--- EXCERPT ---
Modeling Overview
WarmHub gives you three primitives — shapes, things, and assertions — connected by wrefs. Before diving into each one, it helps to understand the principles that make them work together.
Core Principles
Section titled “Core Principles”Everything is versioned, nothing is deleted. Every mutation produces a new version. Retraction hides an entity from default queries but preserves its full history. This means you can always ask “what did we know at time T?” — so don’t be afraid to write data early, even if it’s uncertain.
Writes are versioned per operation. A write can contain multiple operations. Use this to keep related changes close together — add a thing and its initial assertions in the same write instead of spreading them across separate requests.
Names are stable, not permanent. Names identify things and appear in wrefs (references like Shape/name), but they can be changed — even on retracted things. When a thing is renamed, existing references automatically resolve to the new name. Things are linked by identity, not by name — the name is a human-readable label on top of that link. Choose names that are meaningful and stable, but know that renaming is safe if needed. See Naming as Navigation for a deep dive on designing effective names.
---
**DO THIS**
List the primitives that the modeling overview says WarmHub provides.
--- ENTRIES ---
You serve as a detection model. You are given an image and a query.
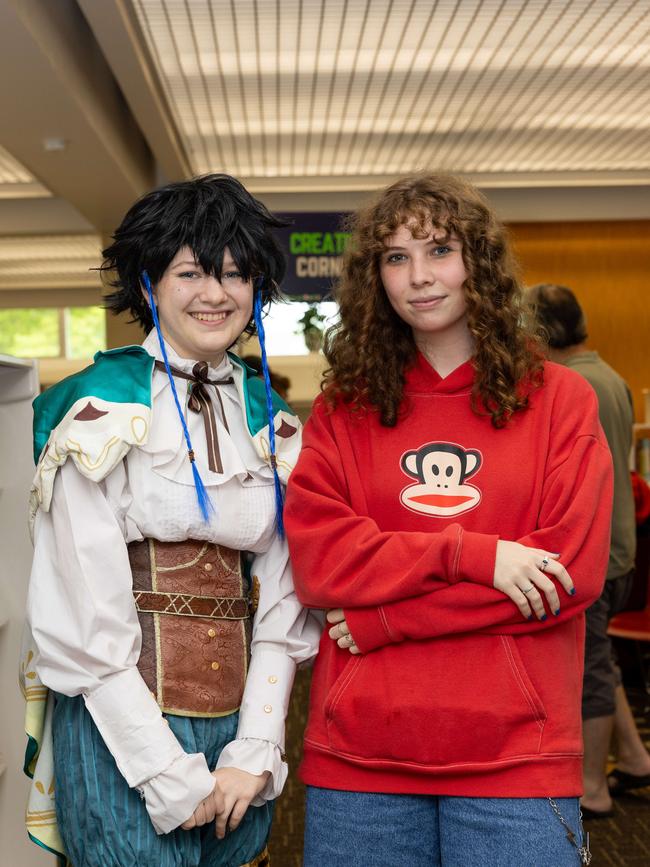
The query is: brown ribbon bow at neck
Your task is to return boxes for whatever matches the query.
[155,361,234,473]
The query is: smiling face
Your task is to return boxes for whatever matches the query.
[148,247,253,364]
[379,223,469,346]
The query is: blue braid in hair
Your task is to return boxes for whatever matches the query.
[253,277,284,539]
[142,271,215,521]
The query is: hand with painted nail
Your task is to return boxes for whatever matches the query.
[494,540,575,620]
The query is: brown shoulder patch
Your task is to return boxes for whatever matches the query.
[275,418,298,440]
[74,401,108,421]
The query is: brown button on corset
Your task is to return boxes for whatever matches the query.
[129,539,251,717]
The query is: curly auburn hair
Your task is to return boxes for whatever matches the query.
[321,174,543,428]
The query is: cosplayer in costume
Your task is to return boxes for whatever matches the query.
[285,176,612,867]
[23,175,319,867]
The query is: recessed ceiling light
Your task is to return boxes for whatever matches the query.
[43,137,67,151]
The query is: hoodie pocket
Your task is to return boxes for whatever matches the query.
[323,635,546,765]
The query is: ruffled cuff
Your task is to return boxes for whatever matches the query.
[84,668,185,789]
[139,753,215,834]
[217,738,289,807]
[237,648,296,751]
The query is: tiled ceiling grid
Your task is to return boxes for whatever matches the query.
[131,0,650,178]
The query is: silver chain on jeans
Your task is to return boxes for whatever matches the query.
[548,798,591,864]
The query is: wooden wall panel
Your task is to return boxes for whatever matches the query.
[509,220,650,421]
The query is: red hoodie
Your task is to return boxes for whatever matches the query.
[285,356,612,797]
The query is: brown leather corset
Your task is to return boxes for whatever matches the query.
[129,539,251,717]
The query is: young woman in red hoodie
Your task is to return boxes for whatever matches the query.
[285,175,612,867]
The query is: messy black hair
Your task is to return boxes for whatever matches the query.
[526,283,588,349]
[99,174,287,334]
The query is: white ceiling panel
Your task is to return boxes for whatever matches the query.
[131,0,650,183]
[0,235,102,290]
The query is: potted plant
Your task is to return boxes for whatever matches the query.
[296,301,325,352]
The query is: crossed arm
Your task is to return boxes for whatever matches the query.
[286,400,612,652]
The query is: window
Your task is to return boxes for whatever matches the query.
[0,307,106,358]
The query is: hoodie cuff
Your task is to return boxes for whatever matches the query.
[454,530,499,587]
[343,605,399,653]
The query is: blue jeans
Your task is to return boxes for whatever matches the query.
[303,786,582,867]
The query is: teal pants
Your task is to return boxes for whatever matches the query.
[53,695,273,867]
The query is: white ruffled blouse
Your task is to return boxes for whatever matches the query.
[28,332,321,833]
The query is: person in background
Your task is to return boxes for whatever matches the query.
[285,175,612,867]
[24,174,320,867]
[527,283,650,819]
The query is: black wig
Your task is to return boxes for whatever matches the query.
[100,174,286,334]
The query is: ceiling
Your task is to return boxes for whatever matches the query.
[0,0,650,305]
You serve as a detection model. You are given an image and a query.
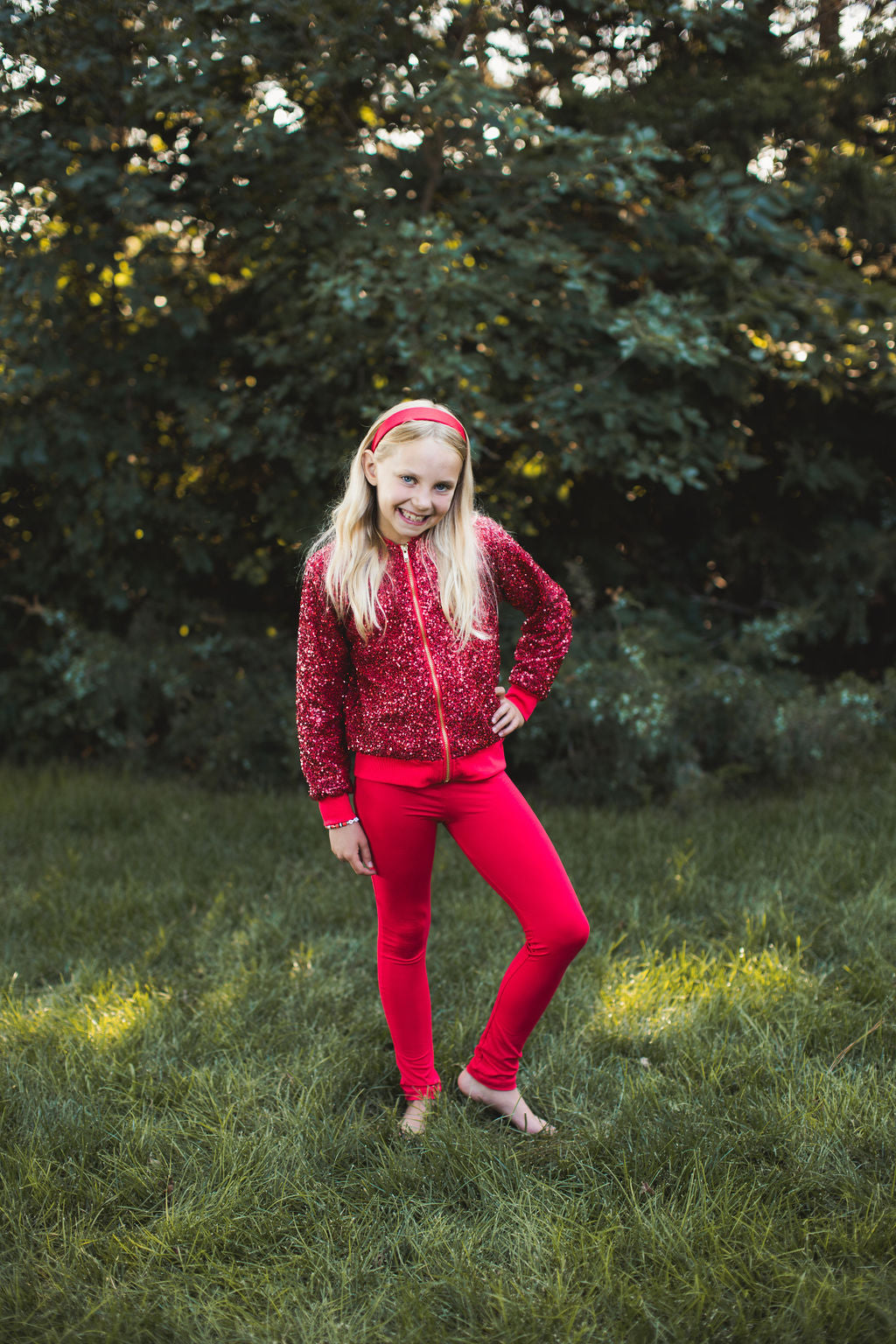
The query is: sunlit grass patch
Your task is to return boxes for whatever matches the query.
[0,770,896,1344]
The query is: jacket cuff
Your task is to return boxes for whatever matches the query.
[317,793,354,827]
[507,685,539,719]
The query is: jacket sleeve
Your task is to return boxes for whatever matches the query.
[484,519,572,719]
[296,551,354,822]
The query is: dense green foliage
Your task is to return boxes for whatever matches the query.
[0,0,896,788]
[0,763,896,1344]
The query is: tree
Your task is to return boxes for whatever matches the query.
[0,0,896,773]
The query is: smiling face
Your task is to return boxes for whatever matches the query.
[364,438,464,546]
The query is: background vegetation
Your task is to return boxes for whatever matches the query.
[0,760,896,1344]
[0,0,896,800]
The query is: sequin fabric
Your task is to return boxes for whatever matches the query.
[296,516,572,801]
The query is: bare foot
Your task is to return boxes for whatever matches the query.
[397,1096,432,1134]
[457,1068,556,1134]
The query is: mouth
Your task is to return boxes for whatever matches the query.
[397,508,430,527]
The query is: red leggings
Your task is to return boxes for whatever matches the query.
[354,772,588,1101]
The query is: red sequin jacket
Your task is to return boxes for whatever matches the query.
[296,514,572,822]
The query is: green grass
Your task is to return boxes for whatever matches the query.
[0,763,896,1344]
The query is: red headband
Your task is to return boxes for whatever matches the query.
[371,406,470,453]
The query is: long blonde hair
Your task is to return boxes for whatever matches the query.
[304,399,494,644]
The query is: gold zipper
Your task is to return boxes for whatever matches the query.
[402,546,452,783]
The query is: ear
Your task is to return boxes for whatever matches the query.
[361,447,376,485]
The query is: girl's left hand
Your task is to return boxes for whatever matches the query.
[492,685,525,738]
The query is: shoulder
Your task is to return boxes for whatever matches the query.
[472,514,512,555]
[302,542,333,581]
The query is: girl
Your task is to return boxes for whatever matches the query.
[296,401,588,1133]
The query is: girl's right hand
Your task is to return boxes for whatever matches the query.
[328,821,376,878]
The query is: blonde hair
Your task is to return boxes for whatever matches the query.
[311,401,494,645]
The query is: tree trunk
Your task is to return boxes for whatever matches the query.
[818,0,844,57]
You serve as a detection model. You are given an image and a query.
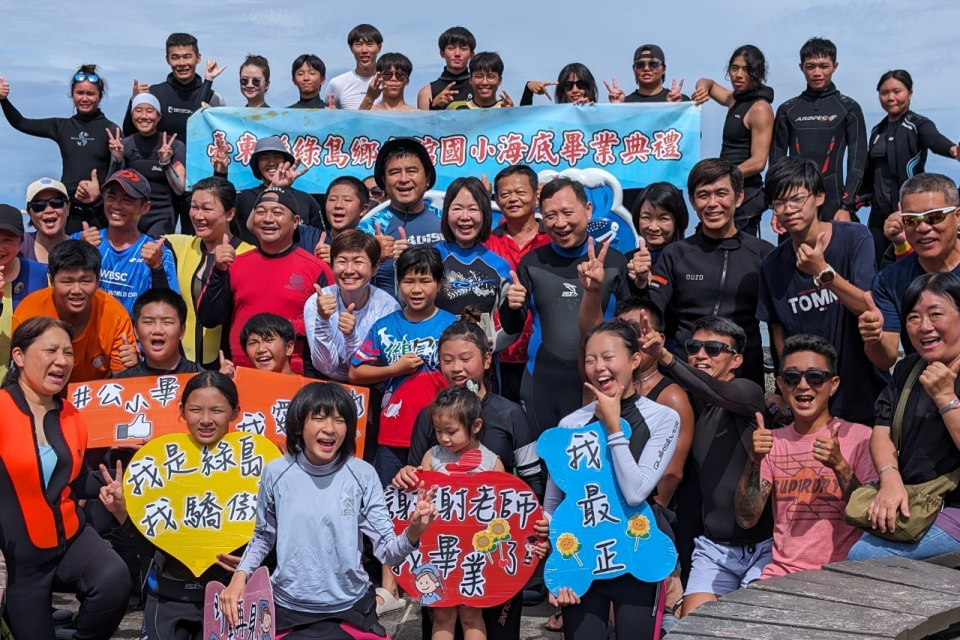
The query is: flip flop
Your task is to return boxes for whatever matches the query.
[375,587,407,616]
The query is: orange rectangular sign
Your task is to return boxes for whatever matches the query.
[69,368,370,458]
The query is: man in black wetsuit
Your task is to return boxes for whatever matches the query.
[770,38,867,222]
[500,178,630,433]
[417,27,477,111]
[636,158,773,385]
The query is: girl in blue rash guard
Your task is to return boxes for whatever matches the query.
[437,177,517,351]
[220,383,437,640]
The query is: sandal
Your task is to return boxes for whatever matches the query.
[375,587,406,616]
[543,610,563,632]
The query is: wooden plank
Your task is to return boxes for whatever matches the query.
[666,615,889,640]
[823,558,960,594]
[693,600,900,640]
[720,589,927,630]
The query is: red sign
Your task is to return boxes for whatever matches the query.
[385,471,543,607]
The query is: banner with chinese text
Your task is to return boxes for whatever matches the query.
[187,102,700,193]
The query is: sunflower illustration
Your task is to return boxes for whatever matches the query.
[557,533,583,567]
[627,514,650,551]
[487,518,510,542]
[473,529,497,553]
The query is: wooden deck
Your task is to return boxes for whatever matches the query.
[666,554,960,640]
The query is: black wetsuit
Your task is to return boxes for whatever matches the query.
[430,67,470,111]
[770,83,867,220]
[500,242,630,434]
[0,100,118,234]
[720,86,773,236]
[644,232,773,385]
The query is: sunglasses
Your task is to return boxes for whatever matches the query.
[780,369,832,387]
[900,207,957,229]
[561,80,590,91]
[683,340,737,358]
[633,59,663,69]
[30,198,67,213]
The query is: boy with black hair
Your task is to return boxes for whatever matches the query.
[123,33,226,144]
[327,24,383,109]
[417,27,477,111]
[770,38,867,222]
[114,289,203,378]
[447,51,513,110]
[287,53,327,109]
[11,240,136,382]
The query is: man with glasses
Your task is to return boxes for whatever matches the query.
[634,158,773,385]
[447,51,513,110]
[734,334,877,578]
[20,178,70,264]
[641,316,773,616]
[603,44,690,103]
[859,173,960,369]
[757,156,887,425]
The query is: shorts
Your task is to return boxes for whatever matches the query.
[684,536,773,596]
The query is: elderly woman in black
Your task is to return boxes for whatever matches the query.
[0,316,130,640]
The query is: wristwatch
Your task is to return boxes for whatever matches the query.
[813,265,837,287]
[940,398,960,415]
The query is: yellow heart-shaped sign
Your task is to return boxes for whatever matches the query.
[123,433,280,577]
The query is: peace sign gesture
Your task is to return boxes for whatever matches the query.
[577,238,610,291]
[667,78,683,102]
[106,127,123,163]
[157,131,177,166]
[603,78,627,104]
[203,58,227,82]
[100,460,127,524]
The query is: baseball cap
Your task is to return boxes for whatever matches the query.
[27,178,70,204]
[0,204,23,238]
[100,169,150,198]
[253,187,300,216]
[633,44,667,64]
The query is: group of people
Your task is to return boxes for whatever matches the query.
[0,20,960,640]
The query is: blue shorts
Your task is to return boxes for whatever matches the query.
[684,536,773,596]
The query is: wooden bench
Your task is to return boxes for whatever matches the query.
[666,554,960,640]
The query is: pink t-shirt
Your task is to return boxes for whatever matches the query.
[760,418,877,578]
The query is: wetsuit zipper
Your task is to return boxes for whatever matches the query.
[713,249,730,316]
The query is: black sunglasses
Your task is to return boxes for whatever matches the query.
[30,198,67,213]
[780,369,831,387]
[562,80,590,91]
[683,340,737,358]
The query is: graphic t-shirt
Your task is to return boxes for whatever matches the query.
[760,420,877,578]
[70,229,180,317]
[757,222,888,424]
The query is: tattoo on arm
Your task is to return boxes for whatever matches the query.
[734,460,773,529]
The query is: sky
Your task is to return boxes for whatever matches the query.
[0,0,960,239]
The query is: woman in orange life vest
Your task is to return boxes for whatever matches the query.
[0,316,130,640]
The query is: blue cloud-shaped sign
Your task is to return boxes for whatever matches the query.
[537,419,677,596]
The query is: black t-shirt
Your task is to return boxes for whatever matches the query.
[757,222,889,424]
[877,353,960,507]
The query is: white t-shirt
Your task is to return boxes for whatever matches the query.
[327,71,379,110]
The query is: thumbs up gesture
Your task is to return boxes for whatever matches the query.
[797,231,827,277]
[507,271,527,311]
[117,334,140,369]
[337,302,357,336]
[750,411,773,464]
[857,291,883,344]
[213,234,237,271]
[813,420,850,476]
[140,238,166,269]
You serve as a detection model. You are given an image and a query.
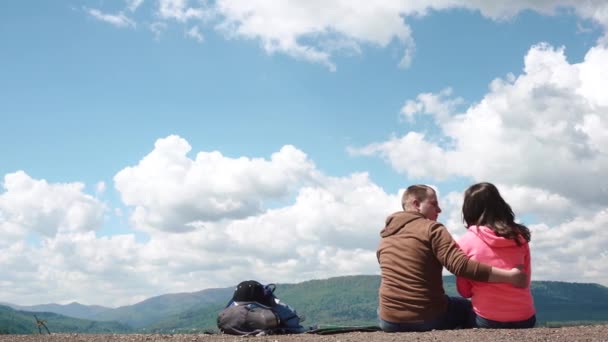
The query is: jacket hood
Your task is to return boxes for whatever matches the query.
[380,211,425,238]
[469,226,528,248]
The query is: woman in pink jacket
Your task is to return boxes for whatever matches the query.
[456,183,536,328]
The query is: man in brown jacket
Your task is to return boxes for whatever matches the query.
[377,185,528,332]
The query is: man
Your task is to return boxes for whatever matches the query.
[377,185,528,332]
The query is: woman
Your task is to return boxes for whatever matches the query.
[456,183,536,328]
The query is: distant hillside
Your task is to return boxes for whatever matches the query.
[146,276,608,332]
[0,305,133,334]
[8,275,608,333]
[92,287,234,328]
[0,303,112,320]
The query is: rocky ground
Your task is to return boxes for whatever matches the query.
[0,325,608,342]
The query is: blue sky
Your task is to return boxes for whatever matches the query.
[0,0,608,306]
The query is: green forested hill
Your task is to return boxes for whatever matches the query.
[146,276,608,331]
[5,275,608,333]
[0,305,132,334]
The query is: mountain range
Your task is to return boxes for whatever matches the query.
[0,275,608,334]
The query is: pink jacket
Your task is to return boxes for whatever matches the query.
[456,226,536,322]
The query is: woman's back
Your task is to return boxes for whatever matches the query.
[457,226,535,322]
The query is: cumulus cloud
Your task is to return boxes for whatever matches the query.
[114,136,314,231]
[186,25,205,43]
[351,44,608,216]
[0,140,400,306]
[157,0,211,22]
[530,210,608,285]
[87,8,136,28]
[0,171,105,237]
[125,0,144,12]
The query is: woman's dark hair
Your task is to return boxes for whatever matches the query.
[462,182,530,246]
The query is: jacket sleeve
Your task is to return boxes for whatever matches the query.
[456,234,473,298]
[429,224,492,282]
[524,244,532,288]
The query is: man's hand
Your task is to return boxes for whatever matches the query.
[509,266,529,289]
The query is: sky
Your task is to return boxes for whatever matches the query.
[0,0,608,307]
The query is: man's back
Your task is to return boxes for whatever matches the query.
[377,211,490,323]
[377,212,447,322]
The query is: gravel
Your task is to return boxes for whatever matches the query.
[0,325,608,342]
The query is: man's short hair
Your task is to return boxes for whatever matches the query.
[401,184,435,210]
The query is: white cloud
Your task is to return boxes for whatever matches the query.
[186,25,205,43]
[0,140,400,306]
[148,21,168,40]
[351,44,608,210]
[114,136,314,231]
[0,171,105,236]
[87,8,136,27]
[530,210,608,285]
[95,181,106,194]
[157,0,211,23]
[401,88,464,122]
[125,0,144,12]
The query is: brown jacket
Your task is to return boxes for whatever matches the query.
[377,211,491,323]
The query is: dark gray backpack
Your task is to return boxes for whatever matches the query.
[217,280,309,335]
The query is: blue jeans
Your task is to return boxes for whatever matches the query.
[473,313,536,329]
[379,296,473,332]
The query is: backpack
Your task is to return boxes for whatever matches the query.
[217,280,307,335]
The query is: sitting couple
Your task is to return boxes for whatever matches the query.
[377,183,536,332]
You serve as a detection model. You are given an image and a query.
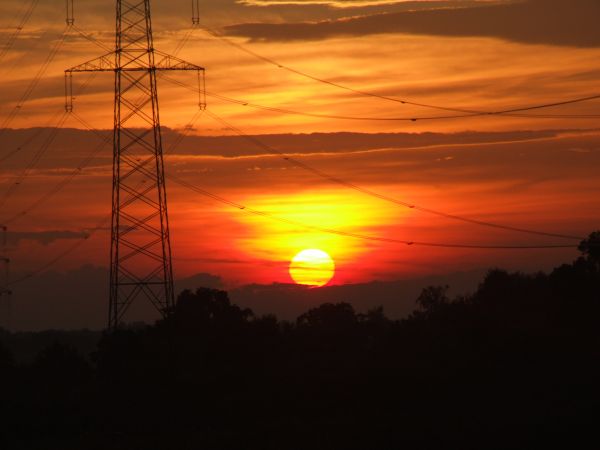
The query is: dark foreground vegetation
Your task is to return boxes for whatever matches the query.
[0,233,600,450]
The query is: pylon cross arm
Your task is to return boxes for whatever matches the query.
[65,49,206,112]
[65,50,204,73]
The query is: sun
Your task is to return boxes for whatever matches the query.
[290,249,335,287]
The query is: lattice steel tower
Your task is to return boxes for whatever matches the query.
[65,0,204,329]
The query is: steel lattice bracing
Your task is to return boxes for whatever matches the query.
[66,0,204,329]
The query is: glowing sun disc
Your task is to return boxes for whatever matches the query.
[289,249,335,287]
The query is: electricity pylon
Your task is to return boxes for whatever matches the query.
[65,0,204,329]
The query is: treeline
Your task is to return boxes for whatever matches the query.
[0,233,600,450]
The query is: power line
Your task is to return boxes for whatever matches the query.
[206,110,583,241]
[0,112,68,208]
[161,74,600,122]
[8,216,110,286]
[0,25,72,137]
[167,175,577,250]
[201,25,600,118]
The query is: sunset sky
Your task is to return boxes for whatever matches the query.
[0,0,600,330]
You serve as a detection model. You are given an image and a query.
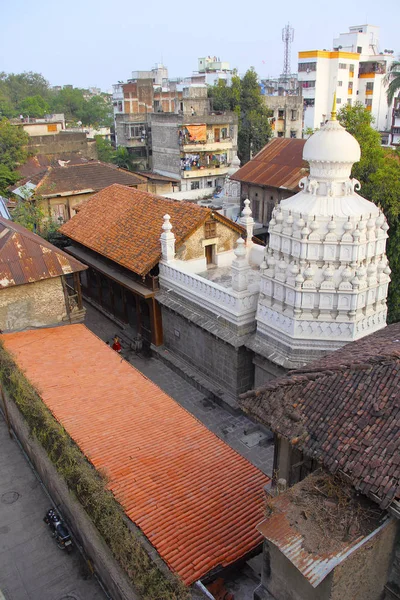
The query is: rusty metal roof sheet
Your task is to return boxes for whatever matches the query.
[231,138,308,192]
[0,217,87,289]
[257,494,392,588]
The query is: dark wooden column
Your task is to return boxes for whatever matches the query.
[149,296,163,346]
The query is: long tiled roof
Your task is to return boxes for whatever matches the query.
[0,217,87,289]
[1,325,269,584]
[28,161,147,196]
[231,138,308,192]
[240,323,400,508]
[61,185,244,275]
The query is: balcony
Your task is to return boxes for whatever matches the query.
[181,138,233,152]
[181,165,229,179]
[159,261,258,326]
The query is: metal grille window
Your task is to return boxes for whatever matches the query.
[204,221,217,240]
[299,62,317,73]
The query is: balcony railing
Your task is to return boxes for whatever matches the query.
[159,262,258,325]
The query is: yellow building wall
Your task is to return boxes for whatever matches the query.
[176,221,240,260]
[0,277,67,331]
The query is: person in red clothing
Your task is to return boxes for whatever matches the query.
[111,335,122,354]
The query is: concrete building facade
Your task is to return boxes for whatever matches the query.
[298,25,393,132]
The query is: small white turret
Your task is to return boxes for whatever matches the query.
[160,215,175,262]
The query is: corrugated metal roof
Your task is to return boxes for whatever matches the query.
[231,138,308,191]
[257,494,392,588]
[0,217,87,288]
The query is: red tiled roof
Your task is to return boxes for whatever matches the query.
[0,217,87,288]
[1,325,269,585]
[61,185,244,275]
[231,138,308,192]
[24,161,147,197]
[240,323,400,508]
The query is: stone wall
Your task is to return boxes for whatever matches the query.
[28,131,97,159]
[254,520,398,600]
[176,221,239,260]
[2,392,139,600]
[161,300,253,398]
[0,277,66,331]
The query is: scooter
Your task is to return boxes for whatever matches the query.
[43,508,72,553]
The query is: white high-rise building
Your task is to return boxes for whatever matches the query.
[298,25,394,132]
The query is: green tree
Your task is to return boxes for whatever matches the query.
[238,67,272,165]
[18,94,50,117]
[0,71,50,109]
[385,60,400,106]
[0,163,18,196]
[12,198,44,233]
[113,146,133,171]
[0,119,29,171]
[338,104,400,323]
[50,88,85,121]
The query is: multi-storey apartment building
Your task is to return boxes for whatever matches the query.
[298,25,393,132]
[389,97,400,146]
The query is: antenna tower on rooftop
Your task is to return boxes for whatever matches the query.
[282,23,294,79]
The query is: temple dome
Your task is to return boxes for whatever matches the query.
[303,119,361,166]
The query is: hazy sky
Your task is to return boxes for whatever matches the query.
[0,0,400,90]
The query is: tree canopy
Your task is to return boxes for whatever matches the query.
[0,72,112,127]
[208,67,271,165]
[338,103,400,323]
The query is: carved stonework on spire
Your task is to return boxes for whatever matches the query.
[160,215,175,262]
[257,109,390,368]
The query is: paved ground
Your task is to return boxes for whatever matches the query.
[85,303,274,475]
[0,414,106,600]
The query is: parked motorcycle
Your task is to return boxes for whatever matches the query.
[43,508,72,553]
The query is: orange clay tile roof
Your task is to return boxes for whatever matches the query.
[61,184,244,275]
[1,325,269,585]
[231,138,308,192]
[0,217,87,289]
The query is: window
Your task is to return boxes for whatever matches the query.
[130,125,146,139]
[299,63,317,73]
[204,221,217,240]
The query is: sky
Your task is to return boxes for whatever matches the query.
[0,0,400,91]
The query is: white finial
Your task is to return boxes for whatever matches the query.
---
**EXPECTED ANSWER**
Shapes, things, and assertions.